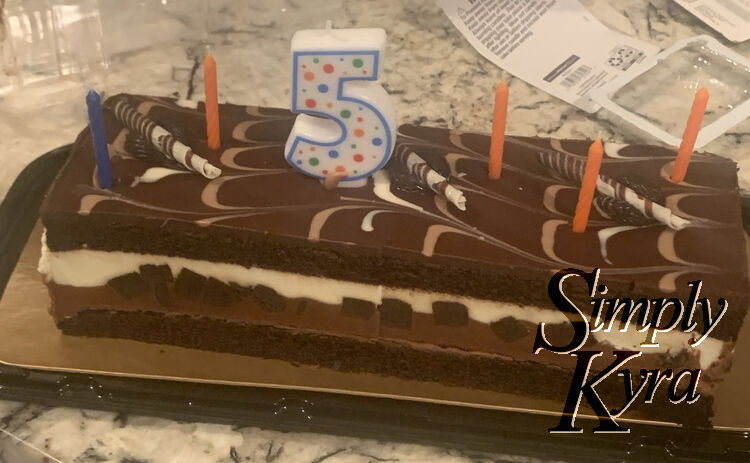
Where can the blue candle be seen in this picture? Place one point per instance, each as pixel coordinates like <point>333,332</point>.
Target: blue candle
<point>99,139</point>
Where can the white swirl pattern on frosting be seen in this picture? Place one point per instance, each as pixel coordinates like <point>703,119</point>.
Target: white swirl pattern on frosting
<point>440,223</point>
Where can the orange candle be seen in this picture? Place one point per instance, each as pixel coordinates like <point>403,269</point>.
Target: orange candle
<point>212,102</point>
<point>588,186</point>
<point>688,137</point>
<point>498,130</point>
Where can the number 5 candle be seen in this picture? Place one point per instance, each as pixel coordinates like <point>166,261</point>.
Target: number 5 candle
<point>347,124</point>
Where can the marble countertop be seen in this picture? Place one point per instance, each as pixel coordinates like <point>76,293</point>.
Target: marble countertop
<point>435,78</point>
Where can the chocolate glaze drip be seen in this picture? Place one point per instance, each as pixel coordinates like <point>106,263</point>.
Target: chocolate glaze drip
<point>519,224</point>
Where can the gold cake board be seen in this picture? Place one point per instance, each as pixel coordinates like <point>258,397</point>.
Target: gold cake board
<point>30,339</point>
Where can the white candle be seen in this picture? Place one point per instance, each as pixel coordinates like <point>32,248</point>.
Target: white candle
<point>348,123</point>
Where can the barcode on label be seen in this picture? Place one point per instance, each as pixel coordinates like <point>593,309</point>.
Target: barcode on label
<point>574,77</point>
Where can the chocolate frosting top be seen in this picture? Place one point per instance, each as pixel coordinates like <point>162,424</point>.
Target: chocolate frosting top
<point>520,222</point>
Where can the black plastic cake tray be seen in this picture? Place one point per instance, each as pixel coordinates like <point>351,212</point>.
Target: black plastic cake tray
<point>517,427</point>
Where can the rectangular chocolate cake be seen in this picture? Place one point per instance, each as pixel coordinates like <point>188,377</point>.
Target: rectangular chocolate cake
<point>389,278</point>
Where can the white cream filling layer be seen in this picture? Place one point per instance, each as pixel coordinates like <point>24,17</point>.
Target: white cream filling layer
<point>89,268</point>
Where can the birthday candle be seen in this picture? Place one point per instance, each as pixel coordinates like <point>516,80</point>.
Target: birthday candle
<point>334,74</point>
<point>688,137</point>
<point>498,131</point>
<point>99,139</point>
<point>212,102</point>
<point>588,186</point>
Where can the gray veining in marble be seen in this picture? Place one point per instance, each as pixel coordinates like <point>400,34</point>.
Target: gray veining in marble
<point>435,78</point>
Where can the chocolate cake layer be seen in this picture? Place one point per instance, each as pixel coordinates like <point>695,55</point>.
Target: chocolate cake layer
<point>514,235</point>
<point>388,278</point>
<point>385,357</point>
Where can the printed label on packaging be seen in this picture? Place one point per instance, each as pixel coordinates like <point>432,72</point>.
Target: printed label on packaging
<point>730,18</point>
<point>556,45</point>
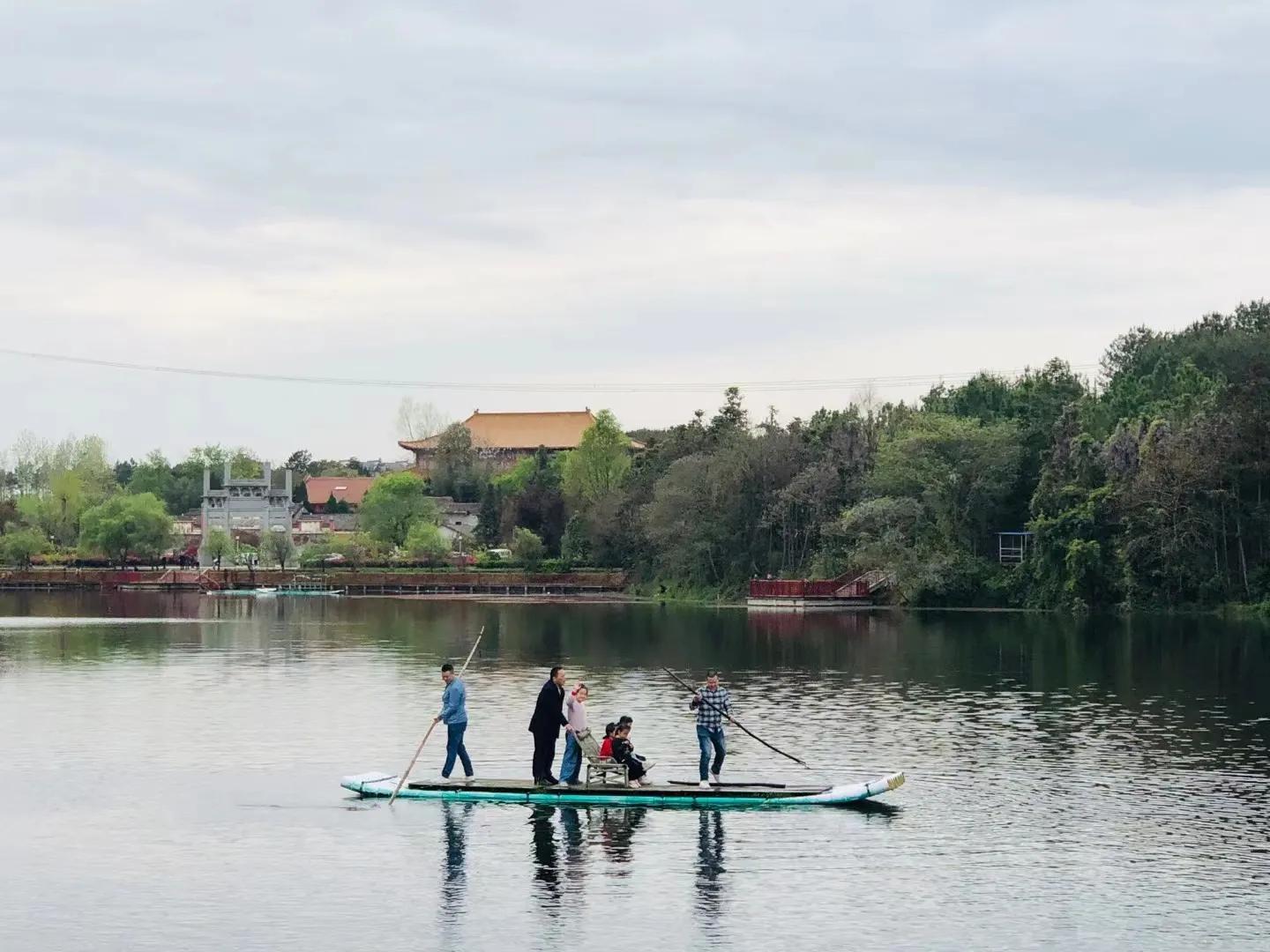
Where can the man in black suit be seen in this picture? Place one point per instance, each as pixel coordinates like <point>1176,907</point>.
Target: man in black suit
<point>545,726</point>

· · · · · · ·

> What to do
Express all of the data above as a JSON list of strings, one string per line, skipping blank lines. Leave the pictures out of the result.

> Task solution
[
  "Where can the blue candle be seen in this picture? Place one point per instance, each as pixel coordinates like <point>333,332</point>.",
  "Target: blue candle",
  "<point>99,139</point>",
  "Where can the white swirl pattern on frosting be seen in this picture? Place one point per instance, each as pixel coordinates like <point>703,119</point>.",
  "Target: white swirl pattern on frosting",
  "<point>440,223</point>",
  "Where can the orange candle be seen in this picture? Place one point per instance, each as pixel coordinates like <point>403,269</point>.",
  "Target: orange candle",
  "<point>212,102</point>",
  "<point>588,186</point>",
  "<point>688,137</point>",
  "<point>498,130</point>",
  "Where can the number 5 candle be seen in this picture? Place one point per instance, each as pixel coordinates like <point>166,261</point>.",
  "Target: number 5 candle",
  "<point>347,124</point>",
  "Where can the marble countertop be seen in this picture? Place one point per instance, each as pixel coordinates like <point>76,293</point>.",
  "Target: marble countertop",
  "<point>435,78</point>",
  "Where can the chocolate glaze drip be seen in this picture? Place one point per instance, each as pixel coordinates like <point>106,263</point>.",
  "Target: chocolate glaze drip",
  "<point>519,224</point>",
  "Where can the gold cake board be seen in this picture? Place one point per instance, each as pixel coordinates like <point>258,397</point>.",
  "Target: gold cake board",
  "<point>30,339</point>",
  "Where can the white candle be seen in this picture? Place one point per instance, each as pixel coordinates like <point>32,248</point>.",
  "Target: white candle",
  "<point>348,123</point>",
  "Where can the barcode on label be seen in this picture? Place one point per instance, each as pixel coordinates like <point>593,309</point>.",
  "Target: barcode on label",
  "<point>574,77</point>",
  "Where can the chocolate frosting top be seen in this picture? Place one point per instance, each as pixel coordinates like <point>162,424</point>.",
  "Target: chocolate frosting top",
  "<point>520,222</point>",
  "Where can the black plastic cake tray be seen in this picture? Place one point per instance, each as pixel coordinates like <point>351,212</point>.",
  "Target: black plastic cake tray",
  "<point>517,427</point>",
  "Where can the rectangular chocolate cake be seen in this picture? Place one point per instance, each as pixel coordinates like <point>188,377</point>.",
  "Target: rectangular chocolate cake",
  "<point>389,278</point>",
  "Where can the white cream filling layer be seen in this picture? Place one point per instance, each as pixel coordinates like <point>24,17</point>.",
  "Target: white cream filling layer",
  "<point>89,268</point>",
  "Where can the birthday candle be seen in this picture? Place one point per instance, each as pixel coordinates like <point>516,80</point>.",
  "Target: birthday candle",
  "<point>334,74</point>",
  "<point>688,137</point>",
  "<point>498,131</point>",
  "<point>99,139</point>",
  "<point>212,102</point>",
  "<point>588,186</point>",
  "Where can the gray veining in marble be seen in this picture? Place one point per instance, each as pixel coordinates like <point>400,34</point>.",
  "Target: gray veining in marble",
  "<point>435,78</point>",
  "Where can the chocolate cake layer be seen in this picture? Place one point per instance, each as pixel coordinates like <point>695,55</point>.",
  "Target: chocolate cake layer",
  "<point>514,235</point>",
  "<point>388,278</point>",
  "<point>385,357</point>",
  "Where can the printed label on packaging be seen in this picture? Place one point per instance, each as pixel coordinates like <point>432,72</point>.",
  "Target: printed label on packaging",
  "<point>730,18</point>",
  "<point>556,45</point>",
  "Where can the man in black suit be seen in this picture? Place one point per instance, each as pixel coordinates like <point>1176,907</point>.",
  "Target: man in black suit",
  "<point>545,726</point>"
]